■ Passage shown
This turns a cold “BGP session down” alert into an informed starting point with historical context.

The key insight is that infrastructure problems don’t always use the same words. A memory about “route flapping caused by MTU mismatch on aggregated ethernet” should match a query about “BGP session dropping” — because they’re about the same class of problem. Traditional keyword search would miss this entirely. Vector similarity captures the meaning.

The nomic-embed-text model (768 dimensions) handles technical infrastructure language well. I’ve been impressed by its ability to connect related concepts even when the terminology differs.

Text cleaning: the boring but critical part

Embedding models are sensitive to garbage input. The scripts include a cleaning pipeline that:

  • Removes # comment lines and /* */ block comments
  • Strips binary and control characters
  • Collapses excessive whitespace
  • Truncates to 2000–4500 characters depending on the use case

Without this, Ollama would occasionally produce weird embeddings or outright fail on large config dumps. It’s not glamorous code, but it prevents a lot of silent failures.

■ Check your understanding
(1) List each operation that the cleaning pipeline in the passage on embedding infrastructure text performs on its input.
(2) Write the next part of the passage on embedding infrastructure text, starting after its last sentence.
The rows are not needed for either task.

■ Given data
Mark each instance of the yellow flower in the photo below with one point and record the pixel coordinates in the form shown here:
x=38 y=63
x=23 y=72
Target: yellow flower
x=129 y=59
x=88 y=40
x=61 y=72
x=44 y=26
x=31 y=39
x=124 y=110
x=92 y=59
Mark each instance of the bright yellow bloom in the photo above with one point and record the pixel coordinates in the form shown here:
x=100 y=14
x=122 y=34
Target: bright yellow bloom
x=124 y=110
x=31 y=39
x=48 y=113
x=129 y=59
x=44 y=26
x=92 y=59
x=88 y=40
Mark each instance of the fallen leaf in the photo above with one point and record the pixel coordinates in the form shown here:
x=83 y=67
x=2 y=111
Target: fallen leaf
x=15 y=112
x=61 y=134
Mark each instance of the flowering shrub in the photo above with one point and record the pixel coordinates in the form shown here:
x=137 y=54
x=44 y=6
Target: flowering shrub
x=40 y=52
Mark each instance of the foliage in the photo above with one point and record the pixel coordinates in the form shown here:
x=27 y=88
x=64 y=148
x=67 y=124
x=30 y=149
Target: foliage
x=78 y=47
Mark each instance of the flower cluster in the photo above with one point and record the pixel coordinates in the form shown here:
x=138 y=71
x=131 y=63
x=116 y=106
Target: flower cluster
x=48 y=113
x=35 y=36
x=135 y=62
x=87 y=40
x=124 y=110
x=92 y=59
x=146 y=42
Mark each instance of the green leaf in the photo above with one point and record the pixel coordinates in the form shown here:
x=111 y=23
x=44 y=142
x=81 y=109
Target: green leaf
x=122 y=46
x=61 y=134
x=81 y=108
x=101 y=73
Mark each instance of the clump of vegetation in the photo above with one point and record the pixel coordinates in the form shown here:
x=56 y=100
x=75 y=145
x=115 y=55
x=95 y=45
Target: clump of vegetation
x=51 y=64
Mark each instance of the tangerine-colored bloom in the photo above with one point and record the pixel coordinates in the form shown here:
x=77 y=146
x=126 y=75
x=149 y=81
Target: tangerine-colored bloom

■ Answers in order
(1)
- Removes # comment lines and /* */ block comments
- Strips binary and control characters
- Collapses excessive whitespace
- Truncates to 2000–4500 characters depending on the use case

(2)
Integration with Claude Code

The whole system plugs into Claude Code through the Skills framework. Skills are directories under ~/.claude/skills/ with a SKILL.md file that teaches Claude how to use the tools. Claude Code loads these at conversation start and can call the scripts directly.

In my CLAUDE.md (the global instruction file), I added directives for Claude to:

  • Run auto_recall.py at conversation start with the user’s first message
  • Use memory-api.sh save when it learns important facts or completes significant troubleshooting
  • Use alert_correlate.py when responding to monitoring alerts

This makes the memory system mostly invisible. I don’t have to think about saving or retrieving — Claude handles it as part of its normal workflow.

Performance

Some numbers from real usage:

  • Embedding generation: ~50ms per query via Ollama (local GPU)
  • Vector search: <10ms for 1000+ points in Qdrant
  • Auto-recall total latency: ~200ms including both collection searches
  • Storage: negligible — each memory point is a 768-float vector plus a small JSON payload

The bottleneck is the embedding step, and even that’s barely noticeable.

What I’d do differently

  • Automatic summarization. Right now, saving conversation memories is a manual trigger. I’d like Claude to automatically summarize and save at the end of significant sessions.
  • Memory decay. Old memories should gradually lose relevance weight. A fact from last week is probably more useful than one from six months ago.
  • Deduplication. The deterministic ID prevents exact duplicates, but semantically similar memories can pile up. A periodic cleanup job that merges near-duplicates would help.
  • Multi-tenant collections. Currently everything lives in one collection per type. If multiple engineers used this, you’d want per-user or per-team isolation.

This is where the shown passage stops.